> Task description:
The answer must be the lines from the one containing "Task: locate the white lane" through the last line of the data below, copied exactly, with nothing else.

--- Data listing Enclosed Below ---

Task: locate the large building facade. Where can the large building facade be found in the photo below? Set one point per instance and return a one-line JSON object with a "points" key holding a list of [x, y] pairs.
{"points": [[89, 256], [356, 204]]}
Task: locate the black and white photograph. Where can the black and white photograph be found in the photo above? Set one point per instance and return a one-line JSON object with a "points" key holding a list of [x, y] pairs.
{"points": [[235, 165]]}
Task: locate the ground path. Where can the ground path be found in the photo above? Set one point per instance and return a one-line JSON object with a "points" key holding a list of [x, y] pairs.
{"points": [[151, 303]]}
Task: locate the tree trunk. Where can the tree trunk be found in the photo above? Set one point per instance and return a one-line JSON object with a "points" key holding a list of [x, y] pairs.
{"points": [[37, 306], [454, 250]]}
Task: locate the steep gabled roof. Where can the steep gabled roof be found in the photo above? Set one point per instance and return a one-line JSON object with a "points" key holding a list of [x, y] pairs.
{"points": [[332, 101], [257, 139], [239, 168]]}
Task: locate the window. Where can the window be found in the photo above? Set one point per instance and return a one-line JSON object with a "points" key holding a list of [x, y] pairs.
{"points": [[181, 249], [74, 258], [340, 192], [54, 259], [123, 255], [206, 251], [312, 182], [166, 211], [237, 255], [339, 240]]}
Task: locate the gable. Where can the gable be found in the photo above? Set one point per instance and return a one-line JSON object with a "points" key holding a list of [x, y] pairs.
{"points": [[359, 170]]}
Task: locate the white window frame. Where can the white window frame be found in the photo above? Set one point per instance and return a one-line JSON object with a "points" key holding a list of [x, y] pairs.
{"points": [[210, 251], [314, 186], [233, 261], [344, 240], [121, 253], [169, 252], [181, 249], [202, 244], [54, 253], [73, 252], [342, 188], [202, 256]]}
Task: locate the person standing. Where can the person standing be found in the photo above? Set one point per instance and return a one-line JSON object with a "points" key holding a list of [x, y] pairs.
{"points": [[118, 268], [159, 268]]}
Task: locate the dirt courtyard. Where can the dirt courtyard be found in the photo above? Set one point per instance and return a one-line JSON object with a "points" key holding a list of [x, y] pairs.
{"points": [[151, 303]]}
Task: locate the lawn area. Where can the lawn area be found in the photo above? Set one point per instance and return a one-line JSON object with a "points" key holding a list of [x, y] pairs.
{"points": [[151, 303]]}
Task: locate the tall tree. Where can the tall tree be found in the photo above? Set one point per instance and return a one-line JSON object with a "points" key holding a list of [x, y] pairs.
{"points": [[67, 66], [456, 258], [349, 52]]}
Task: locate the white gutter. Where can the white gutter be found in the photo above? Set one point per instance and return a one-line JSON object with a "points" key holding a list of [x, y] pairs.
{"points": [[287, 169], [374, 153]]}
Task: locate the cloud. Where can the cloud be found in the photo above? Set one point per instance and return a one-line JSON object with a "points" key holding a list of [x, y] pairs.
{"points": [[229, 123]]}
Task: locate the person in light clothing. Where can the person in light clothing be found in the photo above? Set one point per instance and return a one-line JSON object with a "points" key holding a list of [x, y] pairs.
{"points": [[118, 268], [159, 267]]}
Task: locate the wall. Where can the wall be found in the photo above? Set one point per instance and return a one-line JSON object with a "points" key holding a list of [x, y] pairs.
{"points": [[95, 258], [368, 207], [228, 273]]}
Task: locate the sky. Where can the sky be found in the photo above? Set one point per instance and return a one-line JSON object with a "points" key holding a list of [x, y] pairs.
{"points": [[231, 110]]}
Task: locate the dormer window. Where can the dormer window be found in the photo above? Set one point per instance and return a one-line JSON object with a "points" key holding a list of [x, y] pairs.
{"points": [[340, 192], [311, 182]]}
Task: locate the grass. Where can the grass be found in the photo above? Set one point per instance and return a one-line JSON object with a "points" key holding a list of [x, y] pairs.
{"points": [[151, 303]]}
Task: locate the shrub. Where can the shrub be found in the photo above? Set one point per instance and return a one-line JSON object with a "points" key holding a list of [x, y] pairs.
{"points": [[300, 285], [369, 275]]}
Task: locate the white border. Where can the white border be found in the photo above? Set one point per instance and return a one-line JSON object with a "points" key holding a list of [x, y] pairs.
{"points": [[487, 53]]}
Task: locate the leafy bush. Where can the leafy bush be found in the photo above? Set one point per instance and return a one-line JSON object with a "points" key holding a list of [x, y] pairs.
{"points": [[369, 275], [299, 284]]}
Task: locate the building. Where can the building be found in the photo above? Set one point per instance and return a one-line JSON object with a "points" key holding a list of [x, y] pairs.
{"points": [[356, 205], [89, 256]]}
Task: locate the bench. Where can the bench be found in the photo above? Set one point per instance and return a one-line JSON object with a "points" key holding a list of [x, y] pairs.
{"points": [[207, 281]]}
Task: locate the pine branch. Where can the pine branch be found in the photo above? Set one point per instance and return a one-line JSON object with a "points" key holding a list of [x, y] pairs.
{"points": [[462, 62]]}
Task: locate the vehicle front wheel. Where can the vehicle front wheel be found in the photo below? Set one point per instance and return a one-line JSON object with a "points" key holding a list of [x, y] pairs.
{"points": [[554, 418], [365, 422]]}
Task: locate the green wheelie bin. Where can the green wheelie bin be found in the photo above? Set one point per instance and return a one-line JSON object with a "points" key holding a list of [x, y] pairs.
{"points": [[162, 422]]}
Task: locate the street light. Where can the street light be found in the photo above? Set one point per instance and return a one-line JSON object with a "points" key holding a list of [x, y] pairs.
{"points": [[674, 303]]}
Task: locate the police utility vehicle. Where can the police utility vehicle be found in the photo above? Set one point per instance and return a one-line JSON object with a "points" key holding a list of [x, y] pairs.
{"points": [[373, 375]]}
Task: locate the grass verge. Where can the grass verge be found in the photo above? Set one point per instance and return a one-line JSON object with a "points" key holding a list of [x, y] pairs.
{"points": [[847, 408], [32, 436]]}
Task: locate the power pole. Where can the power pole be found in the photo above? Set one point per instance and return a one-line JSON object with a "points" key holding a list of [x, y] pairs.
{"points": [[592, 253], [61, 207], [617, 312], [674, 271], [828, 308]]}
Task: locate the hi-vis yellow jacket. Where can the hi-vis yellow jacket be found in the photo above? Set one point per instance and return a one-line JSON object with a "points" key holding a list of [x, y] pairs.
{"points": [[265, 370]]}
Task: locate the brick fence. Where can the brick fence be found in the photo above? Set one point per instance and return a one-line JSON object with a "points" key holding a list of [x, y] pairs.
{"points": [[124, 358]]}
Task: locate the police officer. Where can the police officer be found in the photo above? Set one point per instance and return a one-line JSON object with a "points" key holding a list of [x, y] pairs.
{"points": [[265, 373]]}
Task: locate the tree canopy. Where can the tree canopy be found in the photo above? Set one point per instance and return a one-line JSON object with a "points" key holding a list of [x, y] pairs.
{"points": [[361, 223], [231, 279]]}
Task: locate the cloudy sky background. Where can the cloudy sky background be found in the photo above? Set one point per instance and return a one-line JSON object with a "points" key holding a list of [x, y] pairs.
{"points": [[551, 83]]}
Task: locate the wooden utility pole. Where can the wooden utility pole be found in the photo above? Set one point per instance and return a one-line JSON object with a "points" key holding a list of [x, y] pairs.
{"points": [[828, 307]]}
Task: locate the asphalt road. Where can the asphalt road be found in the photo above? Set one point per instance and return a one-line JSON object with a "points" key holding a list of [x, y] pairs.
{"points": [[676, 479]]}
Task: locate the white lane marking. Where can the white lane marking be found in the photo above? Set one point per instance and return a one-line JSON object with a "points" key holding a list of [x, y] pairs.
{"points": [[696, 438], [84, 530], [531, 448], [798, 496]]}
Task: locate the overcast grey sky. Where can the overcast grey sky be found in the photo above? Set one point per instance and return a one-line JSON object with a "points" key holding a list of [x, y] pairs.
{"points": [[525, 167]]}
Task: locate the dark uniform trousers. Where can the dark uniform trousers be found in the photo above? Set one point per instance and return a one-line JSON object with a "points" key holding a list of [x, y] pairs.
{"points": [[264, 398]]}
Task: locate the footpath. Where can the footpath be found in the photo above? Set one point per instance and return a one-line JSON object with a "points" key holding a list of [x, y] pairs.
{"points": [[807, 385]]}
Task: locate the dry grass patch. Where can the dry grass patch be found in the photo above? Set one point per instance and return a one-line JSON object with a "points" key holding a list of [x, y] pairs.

--- End of Enclosed Data listing ---

> Result of this exercise:
Task: locate the white lane marking. Where can the white lane marking be found in the photo above? Set one point per instance and return a one-line JSON object with a "points" key holding a list of [x, y] pairs.
{"points": [[696, 438], [84, 530], [531, 448], [798, 496]]}
Task: locate the overcast grey sky. Where can the overcast grey sky be found in the photo above? Set one point per instance and return a one-line JSON object with a "points" key holding a list of [x, y] pairs.
{"points": [[525, 167]]}
Task: locate the dark uniform trousers. Where can the dark uniform trousers be found in the photo above? Set one point per instance and return a one-line JSON object with a "points" key holding a list of [x, y] pairs.
{"points": [[264, 398]]}
Task: locate the footpath. Where can the footpath be found in the photo above? Set one point per instance and return a one-line JSON object with a "points" key holding a list of [x, y] pairs.
{"points": [[807, 385]]}
Task: locate the dry grass patch. Where can the dry grass patch be found in the photo above? Set one point per instance and return a one-line JSON object with a "points" key holding a list of [x, y] pairs.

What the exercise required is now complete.